══ RAW RECORDS

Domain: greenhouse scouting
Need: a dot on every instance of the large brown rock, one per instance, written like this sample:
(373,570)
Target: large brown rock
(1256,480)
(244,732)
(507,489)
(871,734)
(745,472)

════

- STATED GOAL: Reproduce every line of the entries above without changing anything.

- WRITTEN ANSWER:
Domain: greenhouse scouting
Need: a dot on every instance of the large brown rock, one per instance, written like this sample:
(373,570)
Target: large brown rock
(1256,480)
(244,732)
(507,489)
(871,734)
(745,472)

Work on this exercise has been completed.